--- begin ---

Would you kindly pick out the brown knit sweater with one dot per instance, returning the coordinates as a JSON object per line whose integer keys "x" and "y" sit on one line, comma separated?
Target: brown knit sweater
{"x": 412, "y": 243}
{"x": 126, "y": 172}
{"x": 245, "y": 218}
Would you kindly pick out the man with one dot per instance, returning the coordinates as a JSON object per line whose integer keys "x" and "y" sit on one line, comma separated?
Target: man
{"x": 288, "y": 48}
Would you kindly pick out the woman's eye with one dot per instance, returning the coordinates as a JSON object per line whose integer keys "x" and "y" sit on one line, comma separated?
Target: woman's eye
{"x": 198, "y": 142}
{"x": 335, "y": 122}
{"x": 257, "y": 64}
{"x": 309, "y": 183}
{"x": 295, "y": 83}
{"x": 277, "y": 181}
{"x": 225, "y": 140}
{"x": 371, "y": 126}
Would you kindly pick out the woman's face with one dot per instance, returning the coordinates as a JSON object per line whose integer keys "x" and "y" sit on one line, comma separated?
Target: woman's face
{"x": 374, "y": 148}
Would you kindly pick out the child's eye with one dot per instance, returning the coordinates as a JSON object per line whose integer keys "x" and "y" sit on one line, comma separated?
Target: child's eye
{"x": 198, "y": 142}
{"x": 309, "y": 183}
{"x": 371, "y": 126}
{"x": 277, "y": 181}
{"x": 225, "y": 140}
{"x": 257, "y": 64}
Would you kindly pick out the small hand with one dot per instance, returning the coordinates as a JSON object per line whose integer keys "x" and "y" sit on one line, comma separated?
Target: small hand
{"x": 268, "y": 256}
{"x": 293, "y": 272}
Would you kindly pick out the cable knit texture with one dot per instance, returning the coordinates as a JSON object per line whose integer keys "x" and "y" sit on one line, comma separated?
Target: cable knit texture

--- end ---

## Task objective
Retype all of the rows above without changing anything.

## Response
Would you kindly pick out the brown knit sweater with one dot per instance, returning the coordinates as a JSON object per line whose integer keys "x" and "y" sit on one line, comma separated?
Target: brown knit sweater
{"x": 412, "y": 243}
{"x": 126, "y": 172}
{"x": 245, "y": 218}
Would you kindly pick out the man with one dot per instance, returning the coordinates as a JSON object per line whose integer keys "x" and "y" sit on one line, comma separated?
Target: man
{"x": 288, "y": 48}
Would you kindly pick out the woman's eye with one dot per instance, returning the coordinates as a JSON object per line whose integer keys "x" and "y" sit on one line, comma separated?
Target: woman's eye
{"x": 198, "y": 142}
{"x": 335, "y": 122}
{"x": 257, "y": 64}
{"x": 309, "y": 183}
{"x": 295, "y": 83}
{"x": 277, "y": 181}
{"x": 225, "y": 140}
{"x": 371, "y": 126}
Would you kindly pick out the woman's face with one dot per instance, returning the coordinates as a JSON object per line whose integer keys "x" and "y" sit on one line, comma separated?
Target: woman's face
{"x": 374, "y": 148}
Would you kindly pick out the child's eye with one dot per instance, returning the coordinates as a JSON object per line whose integer keys "x" and "y" sit on one line, comma separated?
Target: child's eye
{"x": 198, "y": 142}
{"x": 309, "y": 183}
{"x": 371, "y": 126}
{"x": 277, "y": 181}
{"x": 225, "y": 140}
{"x": 257, "y": 64}
Would you kindly pick out the small hand with one dot per instance, returning the coordinates as a JSON object per line whose integer keys "x" and "y" sit on one line, comma separated?
Target: small hand
{"x": 268, "y": 256}
{"x": 293, "y": 272}
Would you kindly pick out the cable knit texture with one dot per instance, returning the coordinates as a JSON object per line whose integer keys "x" and "y" sit on one line, comma separated?
Target: cable knit texture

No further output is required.